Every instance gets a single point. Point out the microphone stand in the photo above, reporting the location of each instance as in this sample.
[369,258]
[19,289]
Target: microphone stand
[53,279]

EXERCISE OBJECTIVE:
Write the data above out again in full, with every word as given.

THE COMPLETED TASK:
Every instance gets a single point. Point out the microphone stand in the photo above, reporting the location of each instance as in this sample.
[369,258]
[19,289]
Target: microphone stand
[53,279]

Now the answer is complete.